*DOCUMENT EXCERPT*.
○ ○ ○

Anne of Green Gables

I loved this adaptation because it was simply a pitch-perfect re-imagining of the classic books. There were no weird new characters added (and, let’s be honest – this was filmed in the ‘80s, there very well could’ve been an alien), no modern interpretations of plotlines or relationships, just the book’s own narrative, which is why we all fell in love in the first place. And they could not have cast better actors to play the lovely Anne, Marilla, Matthew, Gilbert, and Diana. Filming on location in picturesque Canada, and especially Prince Edward Island, did not hurt: I usually like to keep the images from the book in my own head, but seeing the White Way of Delight, Lake of Shining Waters, and Green Gables itself, so true to the book’s descriptions, was blissful. And it’s made PEI a bucket-list bookish destination for me, and many, many other readers.

Witches of Eastwick

For me, this is actually a case of the movie being better than the book. Way better. I’m not saying John Updike isn’t a great writer, but his portrayal of woman wasn’t exactly the greatest in The Witches of Eastwick. But the movie is amazing and it’s mostly due to the cast. Michelle Pfeiffer, Susan Sarandon, Jack Nicholson, and…Cher. Let me repeat that. Cher. Admittedly, the movie is a little campy, but it’s the ’80s. I’m also a sucker for movies when women band together (a la 9 to 5) and for me, the movie is what the book should have been.

Jaws

This is my go-to example when people say “name a movie that is better than the book.” (This, and Die Hard. Yes, Die Hard was a book first! It’s also the best Christmas movie, but that’s an argument for another day.) It is easy to pick Jaws, because I’m sorry but Jaws is a horrible novel. I’m sure it was a great trashy beach read when it came out, but it’s quite ridiculous. But from its ridiculousness, Steven Spielberg managed to make one of the most perfect movies ever. Every shot in Jaws is magnificent. Quint is one of the best characters. The whole thing is eminently quotable. And Spielberg cut out all the nonsense from the book, like – spoiler alert – Ellen Brody and Hooper’s affair, and the death of Hooper. How awesome is it when Richard Dreyfuss pops up at the end?

The 25th Hour

The perfect book to turn into a movie is one with a simple and lean plot that still hits heavy themes, and this debut novel by David Benioff is a great pick. The film is a faithful adaptation (by Benioff) with great casting (one of my favourite PSH roles and that’s saying something) and a talented director in Spike Lee. The 25th Hour is about a small-time drug dealer enjoying his last day of freedom before a long prison term, which sounds like a perfect Spike Lee joint, but this is a story where much is unsaid. No one can talk about the reality the next day will bring, the awkwardness and the emotion underneath are all captured here, and Lee lets the movie breathe without pushing too hard. The movie somehow feels both vibrantly alive and slowly paced. Oh, and it does a few more crucial things: it adds a strong sense of place, beautiful cinematography, and a great soundtrack. Books can do a lot of things, but these elements of sound and beauty are where movies really shine and it’s where the best adaptations make their mark. Warning: while this sounds like a total guy movie (dude bonds with his dad and other dudes) it is a huge weep-fest at the end.

○ ○ ○

*DATASET*.
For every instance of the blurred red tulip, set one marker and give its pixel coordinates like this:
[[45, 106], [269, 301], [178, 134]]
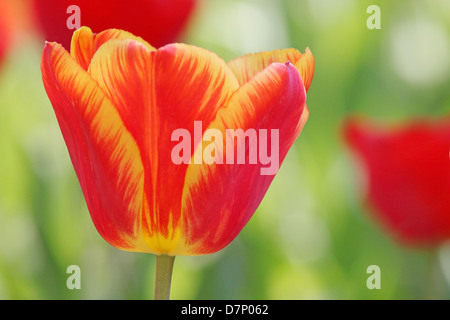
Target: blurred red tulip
[[5, 29], [118, 102], [408, 171], [159, 22]]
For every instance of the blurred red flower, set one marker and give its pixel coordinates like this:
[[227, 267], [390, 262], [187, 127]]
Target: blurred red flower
[[408, 171], [159, 22], [5, 29]]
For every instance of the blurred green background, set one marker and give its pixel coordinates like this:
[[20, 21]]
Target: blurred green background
[[312, 237]]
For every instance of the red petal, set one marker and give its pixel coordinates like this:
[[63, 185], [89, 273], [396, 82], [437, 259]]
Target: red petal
[[219, 199], [104, 154], [157, 92]]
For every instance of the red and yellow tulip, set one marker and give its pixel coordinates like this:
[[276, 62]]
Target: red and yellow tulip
[[118, 100]]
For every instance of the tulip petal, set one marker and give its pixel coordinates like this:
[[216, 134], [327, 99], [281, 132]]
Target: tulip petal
[[85, 43], [247, 66], [157, 92], [219, 199], [105, 156]]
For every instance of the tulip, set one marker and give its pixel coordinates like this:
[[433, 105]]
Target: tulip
[[118, 102], [408, 173], [158, 21], [5, 29]]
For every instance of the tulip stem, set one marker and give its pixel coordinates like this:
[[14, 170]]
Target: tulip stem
[[164, 267]]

○ ○ ○

*REQUIRED WORK*.
**a)** Copy the piece on movie adaptations of books word for word, from "This is my go-to" to "at the end?".
**b)** Pick up the piece on movie adaptations of books after its last sentence and keep writing.
The material here is separate from the piece on movie adaptations of books.

*ANSWERS FOR THE EXERCISE*.
**a)**
This is my go-to example when people say “name a movie that is better than the book.” (This, and Die Hard. Yes, Die Hard was a book first! It’s also the best Christmas movie, but that’s an argument for another day.) It is easy to pick Jaws, because I’m sorry but Jaws is a horrible novel. I’m sure it was a great trashy beach read when it came out, but it’s quite ridiculous. But from its ridiculousness, Steven Spielberg managed to make one of the most perfect movies ever. Every shot in Jaws is magnificent. Quint is one of the best characters. The whole thing is eminently quotable. And Spielberg cut out all the nonsense from the book, like – spoiler alert – Ellen Brody and Hooper’s affair, and the death of Hooper. How awesome is it when Richard Dreyfuss pops up at the end?

**b)**
The Fellowship of the Ring

The Fellowship of the Ring premiered on December 19, 2001. Since then we’ve seen the entire Lord of the Rings trilogy brought to screen and three movies based on The Hobbit. But I’ll never forget the excitement and the wonder I experienced in that movie theater when Middle Earth for the first time came to life in a movie that was both beautiful and respectful of the source material. When the movie was over, I remember exclaiming, “Yes!” with great emphasis. I was overwhelmed, in awe, exhilarated. And I couldn’t stop smiling.

The Princess Bride

Like many children of the ’80s, I became intimately acquainted with this movie well before I knew it was based on a book. When I did finally pick up William Goldman’s classic, I was delighted to discover how faithful the film is, not just to the details of the story but the spirit of it. This is a silly, and often ridiculous, story, and the movie, with its crazy-looking ROUSes and intentionally unbelievable sound-stages-dressed-up-as-mountain-cliffs, is just perfect. I’m afraid that if it were made today, we’d see WETA Workshop-style creatures and too much CGI, so The Princess Bride gets my vote for being practically perfect, and perfectly timed.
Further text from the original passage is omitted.